» ASSIGNMENT
A faithful retyping of every entry below is wanted, with images left out.

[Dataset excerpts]
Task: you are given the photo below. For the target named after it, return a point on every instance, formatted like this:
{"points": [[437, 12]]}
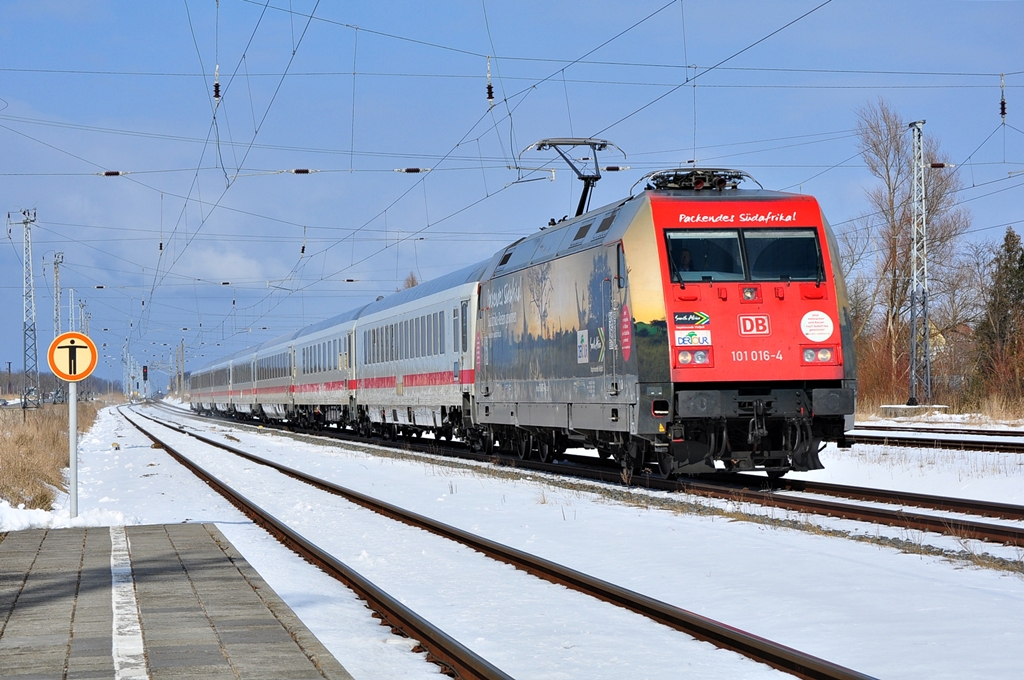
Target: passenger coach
{"points": [[692, 327]]}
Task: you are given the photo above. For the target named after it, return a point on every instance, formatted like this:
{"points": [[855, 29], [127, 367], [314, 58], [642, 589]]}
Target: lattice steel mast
{"points": [[57, 261], [921, 362], [30, 388], [58, 395]]}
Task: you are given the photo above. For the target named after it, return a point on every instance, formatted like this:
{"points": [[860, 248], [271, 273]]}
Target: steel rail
{"points": [[943, 503], [923, 428], [934, 438], [717, 490], [441, 647], [722, 635]]}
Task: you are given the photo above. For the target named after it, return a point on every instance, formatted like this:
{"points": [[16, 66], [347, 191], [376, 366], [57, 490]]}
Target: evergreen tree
{"points": [[1000, 347]]}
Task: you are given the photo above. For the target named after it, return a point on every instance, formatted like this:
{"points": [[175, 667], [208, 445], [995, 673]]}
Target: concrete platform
{"points": [[170, 601]]}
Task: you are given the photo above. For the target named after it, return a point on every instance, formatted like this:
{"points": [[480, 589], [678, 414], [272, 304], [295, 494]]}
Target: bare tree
{"points": [[877, 248]]}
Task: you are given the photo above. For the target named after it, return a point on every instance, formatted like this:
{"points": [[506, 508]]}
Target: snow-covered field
{"points": [[865, 605]]}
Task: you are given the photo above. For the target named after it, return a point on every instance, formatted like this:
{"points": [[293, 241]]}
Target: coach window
{"points": [[440, 332], [455, 330], [431, 335], [465, 325]]}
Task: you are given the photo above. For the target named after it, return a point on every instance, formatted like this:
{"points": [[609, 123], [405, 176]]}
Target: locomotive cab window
{"points": [[783, 254], [694, 255], [792, 254]]}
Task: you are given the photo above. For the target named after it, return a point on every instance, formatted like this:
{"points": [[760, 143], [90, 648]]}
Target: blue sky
{"points": [[361, 89]]}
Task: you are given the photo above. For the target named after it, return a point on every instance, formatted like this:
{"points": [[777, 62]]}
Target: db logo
{"points": [[754, 325]]}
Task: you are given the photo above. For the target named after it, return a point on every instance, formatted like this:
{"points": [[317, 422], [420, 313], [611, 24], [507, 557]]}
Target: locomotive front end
{"points": [[742, 327]]}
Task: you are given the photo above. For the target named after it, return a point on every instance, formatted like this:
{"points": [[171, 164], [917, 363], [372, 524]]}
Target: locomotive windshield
{"points": [[743, 255], [696, 254]]}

» ANSWER TO THIS PROBLEM
Task: you are given the photo below. For the target named after it, return a point on every instance, formatted like this:
{"points": [[437, 12]]}
Target: passenger coach
{"points": [[692, 327]]}
Task: you are given the photo above. For the target named after it, return a point on every instance, formatted like this:
{"points": [[855, 29], [127, 367], [314, 58], [642, 589]]}
Target: lattice steel mast
{"points": [[57, 261], [921, 362], [30, 388], [58, 395]]}
Task: you are given the photo above. For the target named after it, return a point on every instance, formatted like this:
{"points": [[860, 248], [271, 273]]}
Target: steel rail
{"points": [[943, 503], [923, 428], [934, 438], [717, 490], [441, 647], [722, 635]]}
Task: you are given the photo above. For the target named after it, return a point on every instance, formatted like this:
{"points": [[16, 66], [347, 191], [376, 366], [57, 490]]}
Target: evergreen tree
{"points": [[1000, 347]]}
Task: you are given the photo above. For the target named after it, return a point on every instance, formatted like this:
{"points": [[175, 667], [208, 445], [995, 673]]}
Target: concrete platform
{"points": [[170, 601]]}
Task: you are given the photo above. For the target named after it, return a point on every instance, formatted like this:
{"points": [[480, 589], [678, 414], [272, 304], [295, 494]]}
Target: bare tree
{"points": [[877, 248]]}
Task: you are given the photo above. For the target named after it, return a point on every instance, formatted like this:
{"points": [[506, 508]]}
Target: snow-covered field
{"points": [[865, 605]]}
Task: you are given the photo above. For the target named after it, return a point on every instance, formatted like this:
{"points": [[293, 241]]}
Target: coach window
{"points": [[440, 332], [455, 330], [431, 335], [465, 325]]}
Task: you are given the photo above. For the target named after it, return a point on every instance, formatted like this:
{"points": [[609, 123], [405, 176]]}
Target: locomotive cab window
{"points": [[783, 254], [694, 255], [792, 254]]}
Task: you are given the photo above. For the target named after it, return a point on every instance, formatted like this:
{"points": [[760, 143], [90, 648]]}
Target: blue sky
{"points": [[361, 89]]}
Task: you are given the photo above. For the target named after it, return a point on every instance, formatted like this:
{"points": [[777, 62]]}
Target: db logo
{"points": [[754, 325]]}
Task: you are given the photo above. For the target named after it, return a point on every instance, formatted like this:
{"points": [[317, 422], [420, 313], [611, 24], [507, 557]]}
Target: locomotive front end
{"points": [[742, 327]]}
Task: you are given the photo above. For the target named after it, return a point on every instance, formatted like this:
{"points": [[171, 164], [917, 363], [372, 524]]}
Target: locomotive windshield
{"points": [[743, 255], [696, 254]]}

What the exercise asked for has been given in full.